#### Data provided

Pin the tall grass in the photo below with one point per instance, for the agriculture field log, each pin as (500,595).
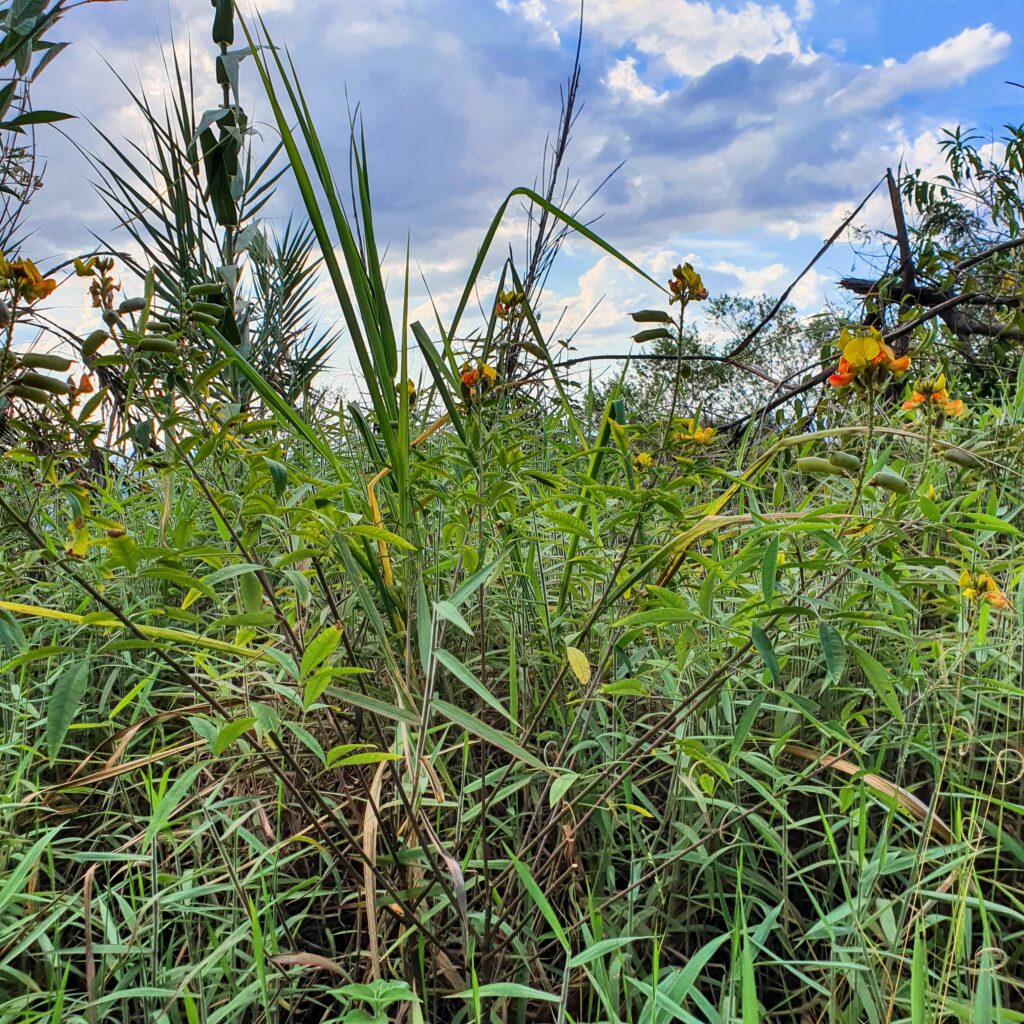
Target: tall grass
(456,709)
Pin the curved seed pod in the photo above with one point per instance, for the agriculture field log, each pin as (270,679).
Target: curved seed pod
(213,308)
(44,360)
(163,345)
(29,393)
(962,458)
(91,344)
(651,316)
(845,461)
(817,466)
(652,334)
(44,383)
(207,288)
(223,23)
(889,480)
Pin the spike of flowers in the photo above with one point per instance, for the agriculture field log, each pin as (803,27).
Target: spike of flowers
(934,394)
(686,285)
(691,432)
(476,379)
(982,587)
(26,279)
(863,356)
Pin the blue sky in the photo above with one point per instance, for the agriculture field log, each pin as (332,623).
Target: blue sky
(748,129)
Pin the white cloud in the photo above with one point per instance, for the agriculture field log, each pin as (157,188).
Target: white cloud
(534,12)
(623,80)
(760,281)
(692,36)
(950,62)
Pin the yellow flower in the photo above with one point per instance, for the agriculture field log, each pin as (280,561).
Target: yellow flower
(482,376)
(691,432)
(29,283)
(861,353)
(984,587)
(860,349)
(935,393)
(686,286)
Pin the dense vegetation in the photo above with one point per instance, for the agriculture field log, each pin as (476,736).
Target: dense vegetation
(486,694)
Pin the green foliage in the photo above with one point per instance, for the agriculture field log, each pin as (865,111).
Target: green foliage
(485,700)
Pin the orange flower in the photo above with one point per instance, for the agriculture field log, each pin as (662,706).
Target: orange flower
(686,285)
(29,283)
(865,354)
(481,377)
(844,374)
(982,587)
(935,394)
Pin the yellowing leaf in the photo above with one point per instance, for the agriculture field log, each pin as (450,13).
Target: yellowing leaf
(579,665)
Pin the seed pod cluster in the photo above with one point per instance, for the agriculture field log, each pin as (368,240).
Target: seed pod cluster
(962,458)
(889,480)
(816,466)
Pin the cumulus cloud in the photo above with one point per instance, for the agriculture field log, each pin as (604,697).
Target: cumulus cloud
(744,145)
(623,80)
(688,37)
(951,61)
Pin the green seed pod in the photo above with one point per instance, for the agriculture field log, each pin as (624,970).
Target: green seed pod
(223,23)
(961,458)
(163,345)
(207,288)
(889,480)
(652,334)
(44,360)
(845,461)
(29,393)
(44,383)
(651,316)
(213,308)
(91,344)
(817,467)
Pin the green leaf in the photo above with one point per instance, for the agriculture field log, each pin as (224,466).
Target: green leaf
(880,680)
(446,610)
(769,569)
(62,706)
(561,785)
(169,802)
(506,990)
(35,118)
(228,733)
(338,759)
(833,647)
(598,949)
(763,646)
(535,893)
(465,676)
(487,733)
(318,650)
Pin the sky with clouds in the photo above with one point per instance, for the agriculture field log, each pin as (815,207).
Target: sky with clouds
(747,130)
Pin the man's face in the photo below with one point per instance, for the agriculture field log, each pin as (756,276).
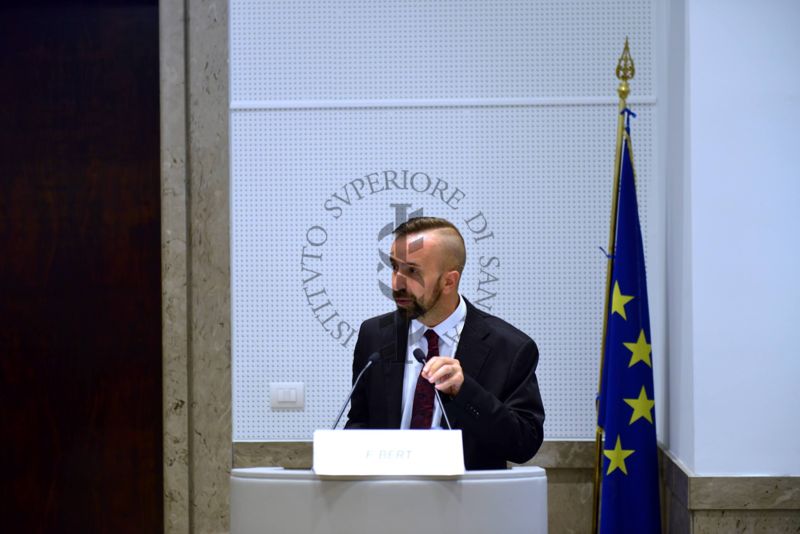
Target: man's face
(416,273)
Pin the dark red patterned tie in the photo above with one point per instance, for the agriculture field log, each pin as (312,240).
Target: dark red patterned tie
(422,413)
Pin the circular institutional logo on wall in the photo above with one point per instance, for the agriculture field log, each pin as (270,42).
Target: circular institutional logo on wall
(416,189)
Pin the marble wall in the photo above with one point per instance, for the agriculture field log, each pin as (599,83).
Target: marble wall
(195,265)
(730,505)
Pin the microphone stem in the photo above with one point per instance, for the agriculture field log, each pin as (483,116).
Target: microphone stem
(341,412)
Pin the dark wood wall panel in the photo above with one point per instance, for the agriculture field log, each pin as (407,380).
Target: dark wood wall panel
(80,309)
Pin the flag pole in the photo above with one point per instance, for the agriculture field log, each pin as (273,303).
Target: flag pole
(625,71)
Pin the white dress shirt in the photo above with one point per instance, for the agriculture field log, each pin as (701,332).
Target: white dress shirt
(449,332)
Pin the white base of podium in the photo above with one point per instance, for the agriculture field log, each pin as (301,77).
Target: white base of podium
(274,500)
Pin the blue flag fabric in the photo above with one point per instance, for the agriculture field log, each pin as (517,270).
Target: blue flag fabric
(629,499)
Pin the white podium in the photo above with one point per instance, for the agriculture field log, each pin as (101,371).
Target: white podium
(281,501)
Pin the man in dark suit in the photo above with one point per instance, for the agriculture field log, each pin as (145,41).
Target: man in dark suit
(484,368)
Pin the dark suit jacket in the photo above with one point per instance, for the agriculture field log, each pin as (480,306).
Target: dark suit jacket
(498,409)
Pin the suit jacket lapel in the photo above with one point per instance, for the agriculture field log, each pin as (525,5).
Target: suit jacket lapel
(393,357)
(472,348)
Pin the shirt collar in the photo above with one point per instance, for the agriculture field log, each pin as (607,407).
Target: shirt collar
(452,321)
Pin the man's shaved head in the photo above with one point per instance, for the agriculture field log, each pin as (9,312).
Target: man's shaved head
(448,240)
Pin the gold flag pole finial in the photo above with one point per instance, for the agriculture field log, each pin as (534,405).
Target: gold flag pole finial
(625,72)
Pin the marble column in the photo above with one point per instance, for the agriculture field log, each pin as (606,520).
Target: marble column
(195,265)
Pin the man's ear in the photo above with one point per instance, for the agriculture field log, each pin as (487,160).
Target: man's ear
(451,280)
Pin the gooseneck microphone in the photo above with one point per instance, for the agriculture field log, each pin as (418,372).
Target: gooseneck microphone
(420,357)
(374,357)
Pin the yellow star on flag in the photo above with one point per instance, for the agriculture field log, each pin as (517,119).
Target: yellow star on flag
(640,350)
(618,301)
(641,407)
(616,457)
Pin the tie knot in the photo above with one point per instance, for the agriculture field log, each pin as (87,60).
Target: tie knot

########

:: Assigned task ::
When the word "knot" shows up in a line of the entries, report that line.

:: Exercise answer ::
Pin the tie knot in the photo above with one point per instance, for the agriculture field log, each pin as (87,60).
Target: tie knot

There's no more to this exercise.